▸ EXTRAIT FOURNI:
=-=-=
La sonate en sol majeur de J. Haydn comporte
deux mouvements de virtuosité et un mouvement central expressif.
La sonate en si b majeur de Beethoven
présente tous les caractères d’une œuvre de jeunesse : on y pressent le
grand compositeur mais certaines longueurs ne peuvent être niées. Par contre la
sérénade opus 25 (flûte, violon, alto) est une œuvre de maturité dont on
possède également une version pour flûte et piano (opus 41). On doit
encore à ce formidable compositeur un
trio en sol majeur (flûte, basson et b.c.) ainsi que 2 séries de variations,
opus 105 et 107, pour flûte et piano.
L’Introduction, Thème et Variations de Schubert sur « Trockne Blumen » pour
flûte et piano (opus 160) est encore de nos jours le cheval de bataille
de tous les flûtistes. Du même compositeur citons également un beau quatuor en sol majeur, D.96 (flûte, alto, violoncelle et guitare) inspiré d’un trio de
W. Matiegka (Flûte, alto et guitare).
Dans l’ensemble, le champ d’action de la flûte traversière au XIXe
siècle va de l’instrument soliste à l’instrument d’orchestre.
Le fait qu’à la même
époque musique symphonique (Beethoven, Mendelssohn,
Berlioz, Bruckner, Brahms, Dvoràk) et musique d’opéra (Weber, Donizetti, Bizet)
ont offert à la flûte de belles possibilités de s’exprimer est venu
contrebalancer l’indigence en œuvres de musique de chambre et en concertos. Parmi
les compositeurs de valeur ayant écrit pour la flûte, il faut citer A. Reicha (sonates,
quatuors, quintettes), J.M Hummel (Sonates), Fr. Kuhlau (sonates, fantaisies), C.M. von Weber
(trio pour flûte, violoncelle et piano opus 63 ; Romance et sicilienne
avec orchestre, opus 47 ; une sonate en ut majeur), G. Rossini (Quatuor
pour instrument à vent), C. Reinecke (sonates, concerto), G. Fauré (Fantaisie
pour flûte et piano, opus 79), M. Reger (sérénades pour flûte, violon,
alto, opus 77 a et 141 a), C. Saint-Saëns (Romance opus 37 ;
Odelette avec orchestre, opus 162), Charles-Marie Widor (Suite pour flûte et piano, Opus 34 ). Il convient aussi de
mentionner l’apparition d’une littérature originale d’études parmi lesquels les
pièces de A.B. Fürstenau ont une valeur musicale certaine (cf. également L.
=-=-=
▸ JEU DE LIGNES:
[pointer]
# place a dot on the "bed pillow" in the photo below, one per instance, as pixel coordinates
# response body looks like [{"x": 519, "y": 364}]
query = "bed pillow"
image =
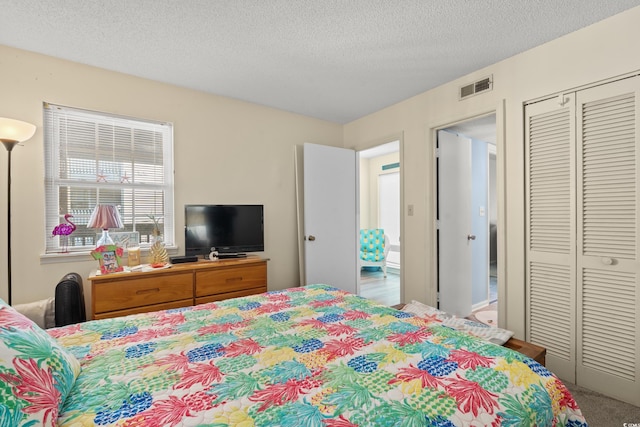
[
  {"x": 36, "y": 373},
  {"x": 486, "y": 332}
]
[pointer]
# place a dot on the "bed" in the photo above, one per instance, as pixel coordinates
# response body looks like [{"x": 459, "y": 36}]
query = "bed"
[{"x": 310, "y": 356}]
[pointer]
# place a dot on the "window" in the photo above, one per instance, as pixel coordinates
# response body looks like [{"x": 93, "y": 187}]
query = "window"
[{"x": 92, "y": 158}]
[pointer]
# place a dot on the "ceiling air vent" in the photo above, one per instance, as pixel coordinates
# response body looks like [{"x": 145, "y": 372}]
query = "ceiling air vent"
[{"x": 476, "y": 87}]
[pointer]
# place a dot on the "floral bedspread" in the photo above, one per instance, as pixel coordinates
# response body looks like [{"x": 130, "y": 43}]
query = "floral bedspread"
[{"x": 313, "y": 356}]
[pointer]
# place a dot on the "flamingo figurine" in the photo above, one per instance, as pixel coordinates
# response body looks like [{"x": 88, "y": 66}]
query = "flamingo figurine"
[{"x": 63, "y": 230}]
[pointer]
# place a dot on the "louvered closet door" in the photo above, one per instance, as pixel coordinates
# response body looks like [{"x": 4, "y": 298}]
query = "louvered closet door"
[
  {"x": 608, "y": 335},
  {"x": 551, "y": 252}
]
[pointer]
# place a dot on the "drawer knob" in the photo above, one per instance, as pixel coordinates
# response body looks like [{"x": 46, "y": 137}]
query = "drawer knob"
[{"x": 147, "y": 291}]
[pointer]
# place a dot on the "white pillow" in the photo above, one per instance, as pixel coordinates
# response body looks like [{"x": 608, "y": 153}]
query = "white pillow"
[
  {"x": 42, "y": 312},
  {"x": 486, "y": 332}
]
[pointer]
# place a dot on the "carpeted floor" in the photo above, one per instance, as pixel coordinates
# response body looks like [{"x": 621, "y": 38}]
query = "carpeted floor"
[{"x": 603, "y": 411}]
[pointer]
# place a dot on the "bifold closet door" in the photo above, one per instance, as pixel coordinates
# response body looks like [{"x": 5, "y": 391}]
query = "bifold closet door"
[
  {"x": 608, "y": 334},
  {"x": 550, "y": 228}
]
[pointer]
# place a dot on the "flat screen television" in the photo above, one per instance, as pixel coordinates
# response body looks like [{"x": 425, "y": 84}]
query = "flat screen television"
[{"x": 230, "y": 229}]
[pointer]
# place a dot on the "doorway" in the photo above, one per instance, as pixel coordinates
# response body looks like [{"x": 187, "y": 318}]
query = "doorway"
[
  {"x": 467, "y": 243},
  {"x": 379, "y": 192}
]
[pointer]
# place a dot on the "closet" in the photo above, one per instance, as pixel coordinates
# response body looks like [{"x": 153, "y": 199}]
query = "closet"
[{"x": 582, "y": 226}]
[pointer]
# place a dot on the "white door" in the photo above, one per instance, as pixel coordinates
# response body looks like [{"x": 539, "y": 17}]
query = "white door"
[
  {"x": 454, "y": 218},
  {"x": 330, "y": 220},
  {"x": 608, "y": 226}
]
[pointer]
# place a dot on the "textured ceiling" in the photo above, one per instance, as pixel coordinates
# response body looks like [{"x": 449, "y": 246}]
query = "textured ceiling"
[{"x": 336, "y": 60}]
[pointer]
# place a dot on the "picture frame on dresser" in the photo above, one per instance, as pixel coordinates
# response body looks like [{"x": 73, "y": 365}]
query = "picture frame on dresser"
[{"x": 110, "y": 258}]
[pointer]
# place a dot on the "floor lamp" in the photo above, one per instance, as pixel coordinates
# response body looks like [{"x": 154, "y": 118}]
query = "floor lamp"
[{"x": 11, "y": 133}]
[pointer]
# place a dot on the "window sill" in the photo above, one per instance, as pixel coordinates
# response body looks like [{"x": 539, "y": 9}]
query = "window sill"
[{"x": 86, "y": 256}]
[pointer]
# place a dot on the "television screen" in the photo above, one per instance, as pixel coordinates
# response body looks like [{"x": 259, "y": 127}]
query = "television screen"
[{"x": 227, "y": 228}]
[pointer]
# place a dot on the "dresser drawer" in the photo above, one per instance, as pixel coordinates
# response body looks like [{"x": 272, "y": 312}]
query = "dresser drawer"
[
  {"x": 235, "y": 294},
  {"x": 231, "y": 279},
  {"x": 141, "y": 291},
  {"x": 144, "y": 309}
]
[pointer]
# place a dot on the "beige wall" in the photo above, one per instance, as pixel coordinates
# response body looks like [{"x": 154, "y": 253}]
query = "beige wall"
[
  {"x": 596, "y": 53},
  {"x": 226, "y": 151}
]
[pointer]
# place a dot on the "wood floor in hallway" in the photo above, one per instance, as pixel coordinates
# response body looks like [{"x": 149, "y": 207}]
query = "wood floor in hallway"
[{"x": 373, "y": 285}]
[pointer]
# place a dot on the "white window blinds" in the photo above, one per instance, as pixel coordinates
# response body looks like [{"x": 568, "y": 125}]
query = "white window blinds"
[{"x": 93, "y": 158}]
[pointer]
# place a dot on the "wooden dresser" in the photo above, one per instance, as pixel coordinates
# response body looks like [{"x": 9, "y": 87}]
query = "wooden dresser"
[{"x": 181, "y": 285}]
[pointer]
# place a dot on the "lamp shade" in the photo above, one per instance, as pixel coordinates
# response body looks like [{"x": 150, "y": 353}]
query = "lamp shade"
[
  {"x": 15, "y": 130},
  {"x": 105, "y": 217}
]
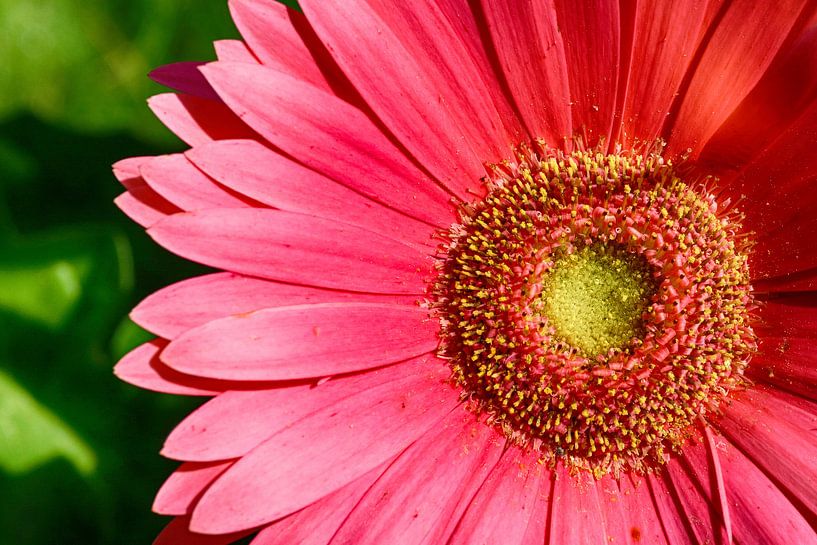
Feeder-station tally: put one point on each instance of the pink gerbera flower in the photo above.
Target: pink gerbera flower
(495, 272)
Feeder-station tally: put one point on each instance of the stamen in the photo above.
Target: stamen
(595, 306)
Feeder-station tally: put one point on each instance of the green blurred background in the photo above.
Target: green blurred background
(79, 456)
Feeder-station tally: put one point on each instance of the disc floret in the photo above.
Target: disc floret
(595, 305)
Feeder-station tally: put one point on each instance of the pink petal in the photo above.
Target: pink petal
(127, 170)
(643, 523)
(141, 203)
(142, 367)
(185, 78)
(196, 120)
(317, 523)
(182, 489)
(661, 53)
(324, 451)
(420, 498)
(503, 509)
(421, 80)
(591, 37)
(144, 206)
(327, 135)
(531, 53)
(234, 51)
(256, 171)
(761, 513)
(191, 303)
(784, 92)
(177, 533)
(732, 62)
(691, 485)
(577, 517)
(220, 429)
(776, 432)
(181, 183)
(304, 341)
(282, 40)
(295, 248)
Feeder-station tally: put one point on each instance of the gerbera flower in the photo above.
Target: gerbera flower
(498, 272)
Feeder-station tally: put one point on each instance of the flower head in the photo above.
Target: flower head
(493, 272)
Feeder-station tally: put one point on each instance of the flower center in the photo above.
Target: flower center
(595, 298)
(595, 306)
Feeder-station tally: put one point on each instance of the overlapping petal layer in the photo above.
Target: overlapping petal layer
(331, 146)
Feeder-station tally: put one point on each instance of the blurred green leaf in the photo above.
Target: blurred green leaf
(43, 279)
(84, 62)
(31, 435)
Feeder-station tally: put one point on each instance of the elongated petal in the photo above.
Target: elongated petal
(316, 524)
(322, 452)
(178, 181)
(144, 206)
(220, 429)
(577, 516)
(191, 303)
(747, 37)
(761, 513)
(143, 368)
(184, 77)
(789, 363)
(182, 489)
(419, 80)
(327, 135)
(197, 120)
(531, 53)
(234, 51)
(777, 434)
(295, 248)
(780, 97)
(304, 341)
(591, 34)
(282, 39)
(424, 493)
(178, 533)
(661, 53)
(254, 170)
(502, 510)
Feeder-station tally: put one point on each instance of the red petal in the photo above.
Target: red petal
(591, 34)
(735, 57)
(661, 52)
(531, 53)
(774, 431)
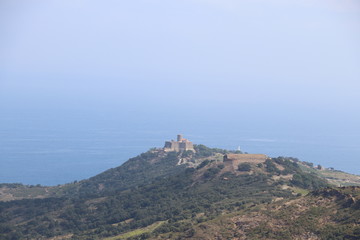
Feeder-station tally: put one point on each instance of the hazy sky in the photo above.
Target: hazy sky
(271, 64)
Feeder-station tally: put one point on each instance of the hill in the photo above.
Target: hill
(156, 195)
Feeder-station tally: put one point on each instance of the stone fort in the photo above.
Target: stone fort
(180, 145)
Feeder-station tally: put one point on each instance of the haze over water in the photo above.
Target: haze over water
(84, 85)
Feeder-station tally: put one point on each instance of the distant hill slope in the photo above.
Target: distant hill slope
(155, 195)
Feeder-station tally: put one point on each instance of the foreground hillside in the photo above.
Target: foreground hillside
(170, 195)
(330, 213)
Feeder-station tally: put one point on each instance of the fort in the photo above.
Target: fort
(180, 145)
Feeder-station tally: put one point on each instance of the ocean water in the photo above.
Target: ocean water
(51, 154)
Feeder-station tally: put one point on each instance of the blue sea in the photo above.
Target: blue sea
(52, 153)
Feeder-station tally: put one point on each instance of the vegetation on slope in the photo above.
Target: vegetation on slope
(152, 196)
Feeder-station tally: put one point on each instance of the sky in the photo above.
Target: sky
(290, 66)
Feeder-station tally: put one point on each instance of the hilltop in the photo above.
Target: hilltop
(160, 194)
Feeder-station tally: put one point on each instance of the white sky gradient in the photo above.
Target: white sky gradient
=-=-=
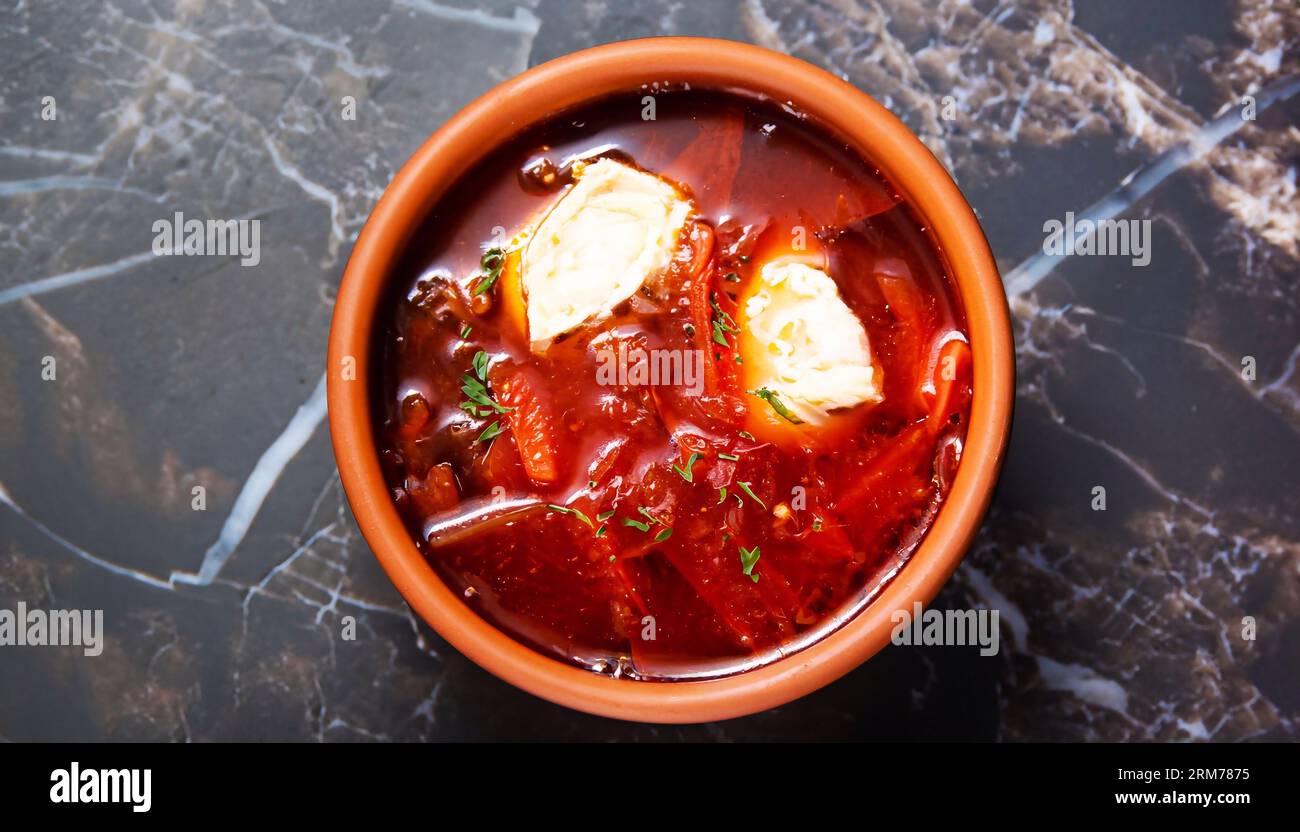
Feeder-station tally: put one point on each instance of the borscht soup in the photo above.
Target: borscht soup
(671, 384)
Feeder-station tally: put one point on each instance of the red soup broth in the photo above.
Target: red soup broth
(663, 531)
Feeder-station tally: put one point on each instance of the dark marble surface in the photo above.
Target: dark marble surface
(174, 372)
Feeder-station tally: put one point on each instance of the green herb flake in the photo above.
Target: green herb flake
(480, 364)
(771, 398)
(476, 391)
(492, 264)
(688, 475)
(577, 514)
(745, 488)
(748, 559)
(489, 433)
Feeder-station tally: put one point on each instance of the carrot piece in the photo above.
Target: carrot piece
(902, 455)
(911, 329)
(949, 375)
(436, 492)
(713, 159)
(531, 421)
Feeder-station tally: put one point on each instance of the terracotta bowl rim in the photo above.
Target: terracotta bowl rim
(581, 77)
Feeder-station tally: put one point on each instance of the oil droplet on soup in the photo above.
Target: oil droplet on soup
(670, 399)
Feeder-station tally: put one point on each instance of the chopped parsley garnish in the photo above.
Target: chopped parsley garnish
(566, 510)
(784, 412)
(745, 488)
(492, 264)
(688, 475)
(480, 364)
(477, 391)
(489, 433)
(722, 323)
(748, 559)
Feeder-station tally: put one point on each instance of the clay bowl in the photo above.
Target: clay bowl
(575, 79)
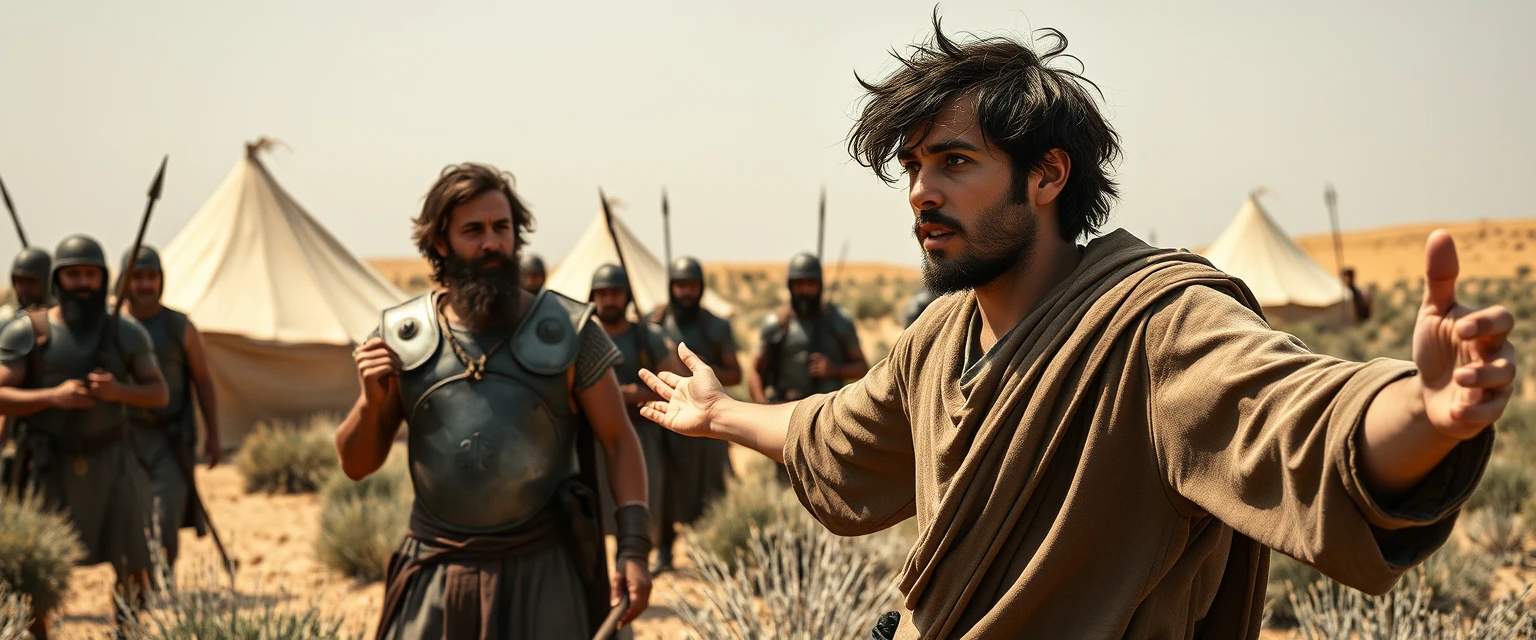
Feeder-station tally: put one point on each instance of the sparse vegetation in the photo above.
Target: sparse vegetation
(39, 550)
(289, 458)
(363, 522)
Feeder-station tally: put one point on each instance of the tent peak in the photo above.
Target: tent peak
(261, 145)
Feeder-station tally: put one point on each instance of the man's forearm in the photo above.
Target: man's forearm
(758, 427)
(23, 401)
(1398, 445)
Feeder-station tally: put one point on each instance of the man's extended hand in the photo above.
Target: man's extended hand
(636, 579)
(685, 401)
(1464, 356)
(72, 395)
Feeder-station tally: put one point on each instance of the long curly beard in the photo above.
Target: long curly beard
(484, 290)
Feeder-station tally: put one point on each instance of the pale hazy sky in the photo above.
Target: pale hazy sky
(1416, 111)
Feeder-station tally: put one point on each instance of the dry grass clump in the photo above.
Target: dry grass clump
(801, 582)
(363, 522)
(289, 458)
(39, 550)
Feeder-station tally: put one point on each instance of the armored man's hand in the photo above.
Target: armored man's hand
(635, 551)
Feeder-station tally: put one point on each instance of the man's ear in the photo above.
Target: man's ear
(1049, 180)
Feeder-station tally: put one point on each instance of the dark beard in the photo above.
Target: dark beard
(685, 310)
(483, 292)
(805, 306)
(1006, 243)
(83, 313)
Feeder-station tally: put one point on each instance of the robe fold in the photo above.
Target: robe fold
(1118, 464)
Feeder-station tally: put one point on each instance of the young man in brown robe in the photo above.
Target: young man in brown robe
=-=-=
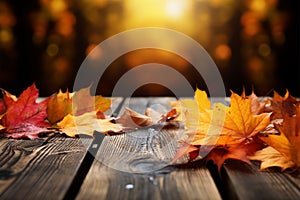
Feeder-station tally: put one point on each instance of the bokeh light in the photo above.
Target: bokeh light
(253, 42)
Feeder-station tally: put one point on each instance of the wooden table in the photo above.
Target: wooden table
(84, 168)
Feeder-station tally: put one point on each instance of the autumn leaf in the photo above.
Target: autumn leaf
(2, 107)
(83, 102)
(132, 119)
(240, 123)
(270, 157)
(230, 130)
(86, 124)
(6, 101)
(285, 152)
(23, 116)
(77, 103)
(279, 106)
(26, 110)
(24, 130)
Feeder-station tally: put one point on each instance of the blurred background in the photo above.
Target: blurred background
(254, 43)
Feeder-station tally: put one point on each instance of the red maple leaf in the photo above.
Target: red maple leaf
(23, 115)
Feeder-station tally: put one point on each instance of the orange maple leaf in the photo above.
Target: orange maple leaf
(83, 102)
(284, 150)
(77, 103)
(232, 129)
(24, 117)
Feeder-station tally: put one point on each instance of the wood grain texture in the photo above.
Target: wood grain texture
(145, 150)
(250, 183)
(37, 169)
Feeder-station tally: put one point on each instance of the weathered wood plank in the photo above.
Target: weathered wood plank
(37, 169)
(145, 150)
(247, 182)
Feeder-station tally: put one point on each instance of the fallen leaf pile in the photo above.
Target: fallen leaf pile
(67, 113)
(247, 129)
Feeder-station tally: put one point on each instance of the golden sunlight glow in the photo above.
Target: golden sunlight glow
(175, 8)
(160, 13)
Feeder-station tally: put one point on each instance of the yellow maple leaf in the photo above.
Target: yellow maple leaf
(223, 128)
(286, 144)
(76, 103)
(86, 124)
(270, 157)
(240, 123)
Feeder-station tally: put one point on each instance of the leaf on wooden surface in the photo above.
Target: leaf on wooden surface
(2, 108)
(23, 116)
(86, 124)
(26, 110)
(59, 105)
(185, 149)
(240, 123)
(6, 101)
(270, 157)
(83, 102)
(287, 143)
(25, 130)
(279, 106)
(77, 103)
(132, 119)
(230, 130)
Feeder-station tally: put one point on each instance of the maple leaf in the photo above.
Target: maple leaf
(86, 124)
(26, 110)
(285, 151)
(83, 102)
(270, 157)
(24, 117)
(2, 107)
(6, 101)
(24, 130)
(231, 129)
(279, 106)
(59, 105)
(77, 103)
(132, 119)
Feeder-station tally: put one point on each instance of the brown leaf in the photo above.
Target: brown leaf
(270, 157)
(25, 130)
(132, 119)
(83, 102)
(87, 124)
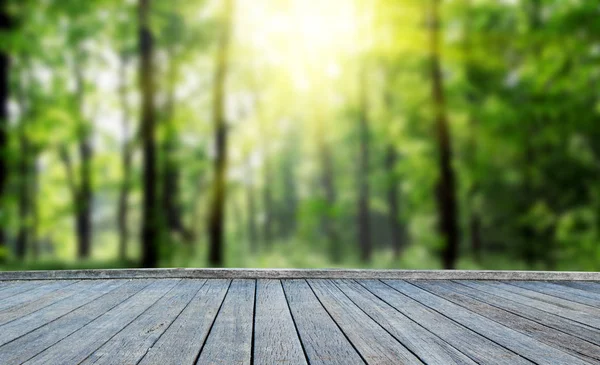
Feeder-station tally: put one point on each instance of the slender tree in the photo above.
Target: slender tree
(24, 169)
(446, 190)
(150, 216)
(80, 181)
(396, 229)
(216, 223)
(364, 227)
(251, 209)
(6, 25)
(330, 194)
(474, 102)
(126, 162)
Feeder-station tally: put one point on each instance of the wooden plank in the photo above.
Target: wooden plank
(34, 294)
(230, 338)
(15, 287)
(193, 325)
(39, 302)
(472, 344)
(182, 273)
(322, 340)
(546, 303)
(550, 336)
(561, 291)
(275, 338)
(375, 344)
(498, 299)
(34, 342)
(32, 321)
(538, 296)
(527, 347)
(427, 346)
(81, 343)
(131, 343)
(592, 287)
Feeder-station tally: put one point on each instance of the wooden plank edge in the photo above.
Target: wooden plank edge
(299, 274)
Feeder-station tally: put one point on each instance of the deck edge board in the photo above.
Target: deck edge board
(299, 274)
=-=-=
▸ CONSIGNE 1:
Répondez à ces questions d'après l'extrait sur le répertoire de la flûte, en marquant chaque réponse de la même lettre :
(a) Quelle autre version de la sérénade opus 25 de Beethoven possède-t-on ?
(b) De quelle œuvre s'inspire le quatuor en sol majeur D.96 de Schubert ?
(c) Quel numéro d'opus porte la Fantaisie pour flûte et piano de G. Fauré ?
▸ CONSIGNE 2:
Dites si chacune de ces affirmations concorde avec l'extrait sur le répertoire de la flûte. Justifiez chaque oui ou non par les mots décisifs de l'extrait, cités à l'identique :
(a) La sonate en sol majeur de Haydn comporte trois mouvements de virtuosité.
(b) L'Introduction, Thème et Variations de Schubert est écrite pour flûte et piano.
(c) C.M. von Weber a composé une sonate en ut majeur.
▸ CONSIGNE 3: Reprenez l'extrait sur le répertoire de la flûte à la suite de ses derniers mots et poursuivez-le sur quelques phrases.

▸ RÉPONSE 1:
(a) Une version pour flûte et piano (opus 41).
(b) D'un trio de W. Matiegka (flûte, alto et guitare).
(c) Opus 79.

▸ RÉPONSE 2:
(a) Non : « deux mouvements de virtuosité et un mouvement central expressif ».
(b) Oui : « flûte et piano (opus 160) ».
(c) Oui : « une sonate en ut majeur ».

▸ RÉPONSE 3:
Drouet, A. Hugot, Kaspar Kummer, J.L Tulou).
Dans la musique moderne et contemporaine, l’importance de la flûte et
par la même du nombre d’œuvres solistes pour cet instrument, s’est rapidement
accrue. Son répertoire va de l’œuvre pour flûte seule (Debussy, syrinx ; A.Honegger, Danse de la chèvre ;
J. Ibert, Pièce pour flûte seule ;
E.Varèse, Density 21.5 ; Ch.Koechlin, 3 Sonatines ;
G.Migot, 1re suite, 2e suite «Eve et le
serpent », Le mariage des oiseaux ; A.Jolivet, 5
incantations, Pour que l’image devienne symbole, Ascèses ;
P.Hindemith, 8 Stücke ; E.Krenek, Flötenstück neunphasig ;
J.N. David, sonate opus 31/1) aux œuvres de musique de chambre de
formation très éclectique (en partie avec flûte piccolo ou flûte alto), en
passant par des œuvres avec piano (Ch. Koechlin, A. Roussel, D.Milhaud, Fr.
Poulenc, G. Migot, A. Jolivet, F. Busoni, W. Fortner). Ont écrit pour flûte et
orchestre J. Ibert, A. Jolivet, Fr. Martin, E. Krenek, G. Bialas, Diether de la
Motte, Gunther Schuller, G. Petrassi ,M. Flothuis, T. Baird, A. Copland.
La sonatine pour flûte
et piano de Pierre Boulez (1946) est à l’origine d’un style qui
fait appel à des sonorités inhabituelles et requiert, en même temps qu’une
absolue maîtrise technique de l’instrument, des dons pour l’improvisation et
une imagination développée des couleurs sonores. Ce langage nouveau est le matériau
dont se servent Kl. Huber, K.H. Stockhausen, Silvano Bussotti, Wlodzimierz
Kotonsky, Br. Maderna et Y. Matsudaira.
Inspirées pour la plupart par
de célèbres virtuoses, les études contemporaines pour flûte sont dues,
entre autres, à Marcel Bitsh, H. Gagnebin, G. Bialas et H. Genzmer. Parmi les
méthodes de flûte traversière les plus appréciées de nos jours, citons : Enseignement
complet de la flûte de Marcel Moyse, la Méthode de flûte de
Taffanel-Gaubert et la Flötenlehre de H.P. Schmitz.